**Quoted passage**
---*---
An α-admissible map T is said to have the K-property whenever for each sequence $$\{x_{n}\}\subset X$$ with $$\alpha (x_{n},x_{n+1})\ge1$$ for all $$n\in\mathbb{N}\cup\{0\}$$, then there exists a natural number k such that $$\alpha(Tx_{m},Tx_{n})\ge1$$ for all $$m>n\ge k$$.

### Theorem 3.3

Let $$(X,d)$$ be a complete metric space and $$T:X\to X$$ be an α-type F-Suzuki contraction satisfying the following conditions:

1. (i)

2. (ii)

there exists $$x_{0}\in X$$ such that $$\alpha(x_{0},Tx_{0})\ge1$$,

3. (iii)

T has the K-property,

4. (iv)

if $$\{x_{n}\}$$ is a sequence in X such that $$\alpha (x_{n},x_{n+1})\ge1$$ for all $$n\in\mathbb{N}\cup\{0\}$$ and $$x_{n}\to x\in X$$ as $$n\to\infty$$, then $$\alpha(x_{n},x)\ge1$$ for all $$n\in\mathbb {N}\cup\{0\}$$.

Then T has a fixed point $$x^{\ast}\in X$$.
---*---
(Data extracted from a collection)
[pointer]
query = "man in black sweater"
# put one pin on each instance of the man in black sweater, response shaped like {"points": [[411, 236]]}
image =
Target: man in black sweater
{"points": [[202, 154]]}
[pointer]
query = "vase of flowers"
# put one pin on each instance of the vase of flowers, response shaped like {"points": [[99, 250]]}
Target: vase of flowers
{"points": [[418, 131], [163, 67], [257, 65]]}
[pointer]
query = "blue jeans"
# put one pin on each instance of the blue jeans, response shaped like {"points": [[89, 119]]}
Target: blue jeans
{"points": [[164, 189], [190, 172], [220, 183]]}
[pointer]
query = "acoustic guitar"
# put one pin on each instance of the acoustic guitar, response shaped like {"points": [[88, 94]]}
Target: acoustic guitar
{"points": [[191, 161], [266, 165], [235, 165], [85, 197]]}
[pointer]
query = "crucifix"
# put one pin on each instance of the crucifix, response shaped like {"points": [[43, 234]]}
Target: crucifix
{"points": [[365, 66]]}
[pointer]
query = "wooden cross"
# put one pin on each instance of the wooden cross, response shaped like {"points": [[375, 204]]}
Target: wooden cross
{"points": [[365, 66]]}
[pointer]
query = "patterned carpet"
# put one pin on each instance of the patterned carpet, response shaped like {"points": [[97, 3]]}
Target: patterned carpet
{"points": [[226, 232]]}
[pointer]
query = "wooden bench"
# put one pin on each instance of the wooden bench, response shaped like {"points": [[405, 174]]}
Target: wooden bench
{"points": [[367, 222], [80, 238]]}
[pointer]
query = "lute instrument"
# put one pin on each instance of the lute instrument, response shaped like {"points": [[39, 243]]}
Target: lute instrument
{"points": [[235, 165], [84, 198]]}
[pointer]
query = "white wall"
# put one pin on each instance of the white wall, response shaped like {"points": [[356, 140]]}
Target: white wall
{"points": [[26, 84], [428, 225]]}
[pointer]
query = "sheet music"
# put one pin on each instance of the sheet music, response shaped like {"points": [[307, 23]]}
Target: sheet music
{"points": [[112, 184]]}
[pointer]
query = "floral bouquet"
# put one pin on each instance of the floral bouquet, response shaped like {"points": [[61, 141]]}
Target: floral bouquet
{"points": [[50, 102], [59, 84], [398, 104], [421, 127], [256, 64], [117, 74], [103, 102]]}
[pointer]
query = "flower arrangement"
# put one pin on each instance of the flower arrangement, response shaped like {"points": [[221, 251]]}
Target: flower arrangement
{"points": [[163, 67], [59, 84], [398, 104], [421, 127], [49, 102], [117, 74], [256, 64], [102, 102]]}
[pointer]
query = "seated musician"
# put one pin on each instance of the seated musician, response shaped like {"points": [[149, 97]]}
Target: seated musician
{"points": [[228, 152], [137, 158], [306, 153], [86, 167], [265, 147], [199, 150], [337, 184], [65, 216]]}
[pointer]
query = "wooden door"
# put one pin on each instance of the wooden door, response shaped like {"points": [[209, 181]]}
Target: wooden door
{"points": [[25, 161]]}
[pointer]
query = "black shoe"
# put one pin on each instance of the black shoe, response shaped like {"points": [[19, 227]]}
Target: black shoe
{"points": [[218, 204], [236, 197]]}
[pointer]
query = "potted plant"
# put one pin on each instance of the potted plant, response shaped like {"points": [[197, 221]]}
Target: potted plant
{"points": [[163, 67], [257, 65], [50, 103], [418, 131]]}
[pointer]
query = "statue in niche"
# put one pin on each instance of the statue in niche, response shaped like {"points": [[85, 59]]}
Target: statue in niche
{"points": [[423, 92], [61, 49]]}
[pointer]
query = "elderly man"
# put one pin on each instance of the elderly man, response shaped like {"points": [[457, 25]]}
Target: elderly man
---*---
**Task set**
A - For each statement below, (i), (ii) and (iii), state whether the fixed-point excerpt agrees with it, answering yes or no and quoting the exact words that decide it.
(i) Theorem 3.3 requires (X, d) to be a complete metric space.
(ii) The K-property is defined for any map T, whether or not it is α-admissible.
(iii) Theorem 3.3 concludes that T has a fixed point.
B - Please carry on the fixed-point excerpt from the point where it stops.

**Expected answers**
A -
(i) Yes: "Let $$(X,d)$$ be a complete metric space"
(ii) No: "An α-admissible map T is said to have the K-property"
(iii) Yes: "Then T has a fixed point $$x^{\ast}\in X$$."

B -
### Proof

Let $$x_{0}\in X$$ be such that $$\alpha(x_{0},Tx_{0})\ge1$$. Define the sequence $$\{x_{n}\}\subseteq X$$ by $$x_{n+1}=Tx_{n}$$, for all $$n\in\mathbb {N}\cup\{0\}$$. Since T is α-admissible we have $$\alpha(x_{0},x_{1})=\alpha(x_{0},Tx_{0})\ge1$$, which implies $$\alpha (Tx_{0},Tx_{1})=\alpha(x_{1},x_{2})\ge1$$. Continuing in this way we have in general

$$\alpha(x_{n},x_{n+1})\ge1 \quad \text{for all } n\in\mathbb{N}\cup \{0\}.$$
(3.3)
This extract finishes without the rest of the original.